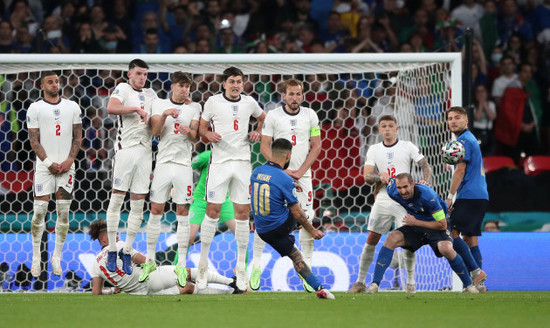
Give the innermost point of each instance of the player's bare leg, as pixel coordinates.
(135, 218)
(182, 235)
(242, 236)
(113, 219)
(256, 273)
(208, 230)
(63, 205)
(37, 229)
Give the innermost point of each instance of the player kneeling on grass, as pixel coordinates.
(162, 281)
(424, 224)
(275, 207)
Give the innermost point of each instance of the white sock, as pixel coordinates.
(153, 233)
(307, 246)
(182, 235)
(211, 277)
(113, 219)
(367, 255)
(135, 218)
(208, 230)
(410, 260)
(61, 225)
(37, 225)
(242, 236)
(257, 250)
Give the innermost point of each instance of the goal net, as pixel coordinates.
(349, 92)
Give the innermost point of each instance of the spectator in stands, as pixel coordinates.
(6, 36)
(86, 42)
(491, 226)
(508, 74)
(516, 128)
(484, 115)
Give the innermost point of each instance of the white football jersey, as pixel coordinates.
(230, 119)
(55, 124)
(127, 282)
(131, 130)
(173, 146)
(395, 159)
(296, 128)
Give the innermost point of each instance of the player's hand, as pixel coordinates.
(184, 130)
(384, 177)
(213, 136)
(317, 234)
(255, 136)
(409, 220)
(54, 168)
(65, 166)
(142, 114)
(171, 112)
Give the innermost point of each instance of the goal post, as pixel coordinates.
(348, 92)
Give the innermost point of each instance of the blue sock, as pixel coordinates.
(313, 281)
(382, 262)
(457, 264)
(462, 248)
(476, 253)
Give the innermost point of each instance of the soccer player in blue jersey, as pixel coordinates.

-------------------------

> Exercise
Reproduce exactly the lines from the one containing "Give the innermost point of each instance of the player kneeling" through the last line of the records above, including both, and nothing else.

> Result of the exercise
Give the innermost point of each instance of the player kneeling on grass, as pixel coordinates.
(162, 281)
(424, 224)
(275, 207)
Give the innermost point of each instance of the white sock, as pixel coordinates.
(153, 233)
(307, 246)
(182, 235)
(211, 277)
(113, 219)
(367, 255)
(135, 218)
(208, 230)
(410, 260)
(61, 225)
(37, 225)
(242, 236)
(257, 250)
Give the innermost point of each instance of the goal net, as pixel coordinates.
(349, 92)
Give the innermost point of each instance of the spectator in stands, as pixel coordinates.
(6, 36)
(86, 42)
(491, 226)
(508, 74)
(516, 128)
(484, 115)
Give the innermost point of each instance of the white football jersey, as pixel coordinates.
(230, 119)
(55, 124)
(127, 282)
(131, 130)
(173, 146)
(395, 159)
(296, 128)
Give the innermost point of each instance of the player's hand, as pixel coordinates.
(184, 130)
(384, 177)
(213, 136)
(317, 234)
(255, 136)
(409, 220)
(54, 168)
(65, 166)
(142, 114)
(171, 112)
Give the innermost point of each instance of the goal post, as pixel coordinates.
(348, 92)
Give the innermost point of each instance of the blue sock, as pixel coordinates.
(313, 281)
(382, 262)
(457, 264)
(462, 248)
(476, 253)
Give the innermost point of each instance of the soccer player in blue jersey, as pixel coordinates.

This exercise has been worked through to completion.